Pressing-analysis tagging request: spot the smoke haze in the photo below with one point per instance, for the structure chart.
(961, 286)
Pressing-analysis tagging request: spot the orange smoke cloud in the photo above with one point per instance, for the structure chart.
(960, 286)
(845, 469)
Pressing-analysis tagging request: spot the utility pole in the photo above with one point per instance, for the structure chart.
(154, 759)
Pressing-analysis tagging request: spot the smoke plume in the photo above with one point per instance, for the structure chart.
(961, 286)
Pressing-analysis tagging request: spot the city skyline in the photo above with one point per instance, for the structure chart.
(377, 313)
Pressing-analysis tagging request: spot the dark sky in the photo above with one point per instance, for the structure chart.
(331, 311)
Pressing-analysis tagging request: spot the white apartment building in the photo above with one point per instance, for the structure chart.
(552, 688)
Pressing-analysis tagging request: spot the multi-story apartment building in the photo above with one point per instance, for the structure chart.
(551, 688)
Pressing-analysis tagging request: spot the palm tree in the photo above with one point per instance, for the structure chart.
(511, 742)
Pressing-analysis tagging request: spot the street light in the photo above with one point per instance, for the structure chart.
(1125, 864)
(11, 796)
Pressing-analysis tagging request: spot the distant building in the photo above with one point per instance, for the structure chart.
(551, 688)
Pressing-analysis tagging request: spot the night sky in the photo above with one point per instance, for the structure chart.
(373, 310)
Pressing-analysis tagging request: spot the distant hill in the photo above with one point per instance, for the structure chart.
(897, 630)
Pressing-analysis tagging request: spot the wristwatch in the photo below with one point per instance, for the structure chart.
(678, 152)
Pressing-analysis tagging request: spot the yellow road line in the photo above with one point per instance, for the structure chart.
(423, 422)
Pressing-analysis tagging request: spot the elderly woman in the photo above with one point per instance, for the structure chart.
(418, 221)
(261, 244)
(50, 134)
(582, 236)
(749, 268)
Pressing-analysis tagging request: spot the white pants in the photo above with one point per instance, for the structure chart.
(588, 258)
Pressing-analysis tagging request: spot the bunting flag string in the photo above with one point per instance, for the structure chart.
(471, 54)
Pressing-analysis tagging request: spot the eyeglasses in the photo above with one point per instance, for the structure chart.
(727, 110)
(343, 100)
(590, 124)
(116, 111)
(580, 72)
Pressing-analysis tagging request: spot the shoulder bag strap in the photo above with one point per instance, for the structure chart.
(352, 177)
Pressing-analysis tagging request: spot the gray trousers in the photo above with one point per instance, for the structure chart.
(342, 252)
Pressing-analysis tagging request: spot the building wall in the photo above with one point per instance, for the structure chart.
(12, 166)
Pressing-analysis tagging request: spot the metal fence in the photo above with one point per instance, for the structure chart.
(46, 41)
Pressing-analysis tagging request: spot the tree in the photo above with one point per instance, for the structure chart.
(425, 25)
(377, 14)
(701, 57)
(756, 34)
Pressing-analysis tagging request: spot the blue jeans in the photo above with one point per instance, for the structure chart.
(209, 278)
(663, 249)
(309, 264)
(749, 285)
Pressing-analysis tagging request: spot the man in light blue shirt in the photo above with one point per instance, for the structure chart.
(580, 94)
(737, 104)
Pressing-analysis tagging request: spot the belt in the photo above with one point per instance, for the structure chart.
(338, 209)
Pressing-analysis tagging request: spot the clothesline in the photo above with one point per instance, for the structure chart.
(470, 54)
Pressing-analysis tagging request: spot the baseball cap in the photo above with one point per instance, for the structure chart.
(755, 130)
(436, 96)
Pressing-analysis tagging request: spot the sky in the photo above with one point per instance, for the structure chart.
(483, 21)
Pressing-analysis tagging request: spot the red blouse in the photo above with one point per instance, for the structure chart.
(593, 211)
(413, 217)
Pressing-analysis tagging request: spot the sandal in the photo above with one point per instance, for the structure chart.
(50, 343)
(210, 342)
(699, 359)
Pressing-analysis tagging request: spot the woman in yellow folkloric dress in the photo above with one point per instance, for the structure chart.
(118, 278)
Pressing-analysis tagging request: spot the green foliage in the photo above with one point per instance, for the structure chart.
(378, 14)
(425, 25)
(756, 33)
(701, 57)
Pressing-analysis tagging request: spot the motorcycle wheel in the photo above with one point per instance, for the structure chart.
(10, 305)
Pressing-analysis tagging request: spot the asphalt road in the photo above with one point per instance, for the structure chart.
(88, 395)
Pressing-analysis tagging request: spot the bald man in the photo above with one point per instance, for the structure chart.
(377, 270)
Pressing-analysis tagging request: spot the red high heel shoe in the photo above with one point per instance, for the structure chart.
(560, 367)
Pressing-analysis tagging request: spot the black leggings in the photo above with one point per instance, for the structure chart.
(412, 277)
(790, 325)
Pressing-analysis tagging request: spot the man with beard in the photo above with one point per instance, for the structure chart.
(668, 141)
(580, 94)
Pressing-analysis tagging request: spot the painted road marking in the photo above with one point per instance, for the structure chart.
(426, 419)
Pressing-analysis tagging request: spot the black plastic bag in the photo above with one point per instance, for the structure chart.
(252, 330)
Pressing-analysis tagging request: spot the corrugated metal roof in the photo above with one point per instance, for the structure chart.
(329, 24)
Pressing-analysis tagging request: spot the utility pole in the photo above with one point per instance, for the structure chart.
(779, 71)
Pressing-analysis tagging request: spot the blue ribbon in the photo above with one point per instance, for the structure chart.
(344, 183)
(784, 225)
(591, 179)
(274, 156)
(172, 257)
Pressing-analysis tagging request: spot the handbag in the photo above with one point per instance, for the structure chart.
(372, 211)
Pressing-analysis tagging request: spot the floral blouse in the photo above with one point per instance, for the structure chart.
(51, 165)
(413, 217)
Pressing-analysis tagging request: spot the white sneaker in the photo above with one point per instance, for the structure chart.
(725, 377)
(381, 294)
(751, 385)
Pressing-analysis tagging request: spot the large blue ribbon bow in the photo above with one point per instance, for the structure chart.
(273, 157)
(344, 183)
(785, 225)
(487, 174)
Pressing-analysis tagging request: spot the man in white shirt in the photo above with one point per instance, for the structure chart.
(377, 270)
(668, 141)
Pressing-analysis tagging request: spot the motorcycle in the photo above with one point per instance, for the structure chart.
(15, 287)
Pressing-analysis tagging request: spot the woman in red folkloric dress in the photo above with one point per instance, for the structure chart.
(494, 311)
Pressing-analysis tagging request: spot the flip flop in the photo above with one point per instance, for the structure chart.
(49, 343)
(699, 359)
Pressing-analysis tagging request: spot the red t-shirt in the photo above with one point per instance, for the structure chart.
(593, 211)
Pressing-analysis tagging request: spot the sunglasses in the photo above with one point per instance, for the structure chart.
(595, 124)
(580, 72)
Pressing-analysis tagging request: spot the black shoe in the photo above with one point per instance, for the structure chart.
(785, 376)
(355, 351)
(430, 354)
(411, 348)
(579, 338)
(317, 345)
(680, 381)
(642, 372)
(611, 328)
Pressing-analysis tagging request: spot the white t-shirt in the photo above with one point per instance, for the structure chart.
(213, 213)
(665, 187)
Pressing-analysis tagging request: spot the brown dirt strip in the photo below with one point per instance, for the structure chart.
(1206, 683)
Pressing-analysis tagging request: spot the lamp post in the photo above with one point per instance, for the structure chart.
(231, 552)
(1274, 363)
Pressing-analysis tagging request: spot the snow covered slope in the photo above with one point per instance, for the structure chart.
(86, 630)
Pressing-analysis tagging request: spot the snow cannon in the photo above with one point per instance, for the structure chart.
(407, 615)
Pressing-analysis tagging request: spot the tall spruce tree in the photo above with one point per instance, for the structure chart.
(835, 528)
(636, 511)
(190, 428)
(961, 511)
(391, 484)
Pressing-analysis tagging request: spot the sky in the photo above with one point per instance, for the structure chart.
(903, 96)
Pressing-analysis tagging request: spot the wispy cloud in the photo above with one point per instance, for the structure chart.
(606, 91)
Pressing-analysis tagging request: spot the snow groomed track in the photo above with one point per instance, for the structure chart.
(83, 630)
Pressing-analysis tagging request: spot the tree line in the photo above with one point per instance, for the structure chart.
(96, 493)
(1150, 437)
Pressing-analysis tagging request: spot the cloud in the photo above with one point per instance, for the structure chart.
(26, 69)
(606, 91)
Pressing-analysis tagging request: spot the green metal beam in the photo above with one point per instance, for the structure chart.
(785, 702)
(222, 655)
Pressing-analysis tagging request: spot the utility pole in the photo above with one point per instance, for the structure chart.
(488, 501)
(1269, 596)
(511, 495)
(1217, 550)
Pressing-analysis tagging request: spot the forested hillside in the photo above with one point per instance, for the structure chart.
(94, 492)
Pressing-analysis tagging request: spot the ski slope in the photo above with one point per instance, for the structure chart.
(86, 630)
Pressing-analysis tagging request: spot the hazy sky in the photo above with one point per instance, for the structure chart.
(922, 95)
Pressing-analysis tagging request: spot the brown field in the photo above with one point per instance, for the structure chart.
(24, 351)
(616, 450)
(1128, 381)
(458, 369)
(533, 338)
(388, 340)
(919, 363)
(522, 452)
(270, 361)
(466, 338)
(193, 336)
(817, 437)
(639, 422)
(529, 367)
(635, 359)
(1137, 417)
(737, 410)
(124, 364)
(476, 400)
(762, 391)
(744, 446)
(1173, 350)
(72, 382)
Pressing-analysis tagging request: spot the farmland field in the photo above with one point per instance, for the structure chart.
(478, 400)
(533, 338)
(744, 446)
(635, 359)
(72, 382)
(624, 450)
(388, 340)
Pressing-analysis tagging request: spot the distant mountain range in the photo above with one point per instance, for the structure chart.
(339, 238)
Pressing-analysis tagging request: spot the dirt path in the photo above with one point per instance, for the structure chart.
########
▸ Work required: Copy exactly the lines of the listing above, beginning at the line with "Pressing-analysis tagging request: spot the farmland" and ending at its final line; write out nothing else.

▸ Response to the exercise:
Pressing-analysis tagging request: spot the farmland field in the photo above with one point per instance, for the structure chart.
(478, 400)
(533, 338)
(744, 446)
(635, 359)
(72, 382)
(624, 450)
(388, 340)
Pressing-analysis tagging request: spot the distant mountain range in the photo above with one point per instance, for the structure chart.
(339, 238)
Pressing-analysis tagging request: spot the dirt path in the photo above with one point per instance, for the structure chart.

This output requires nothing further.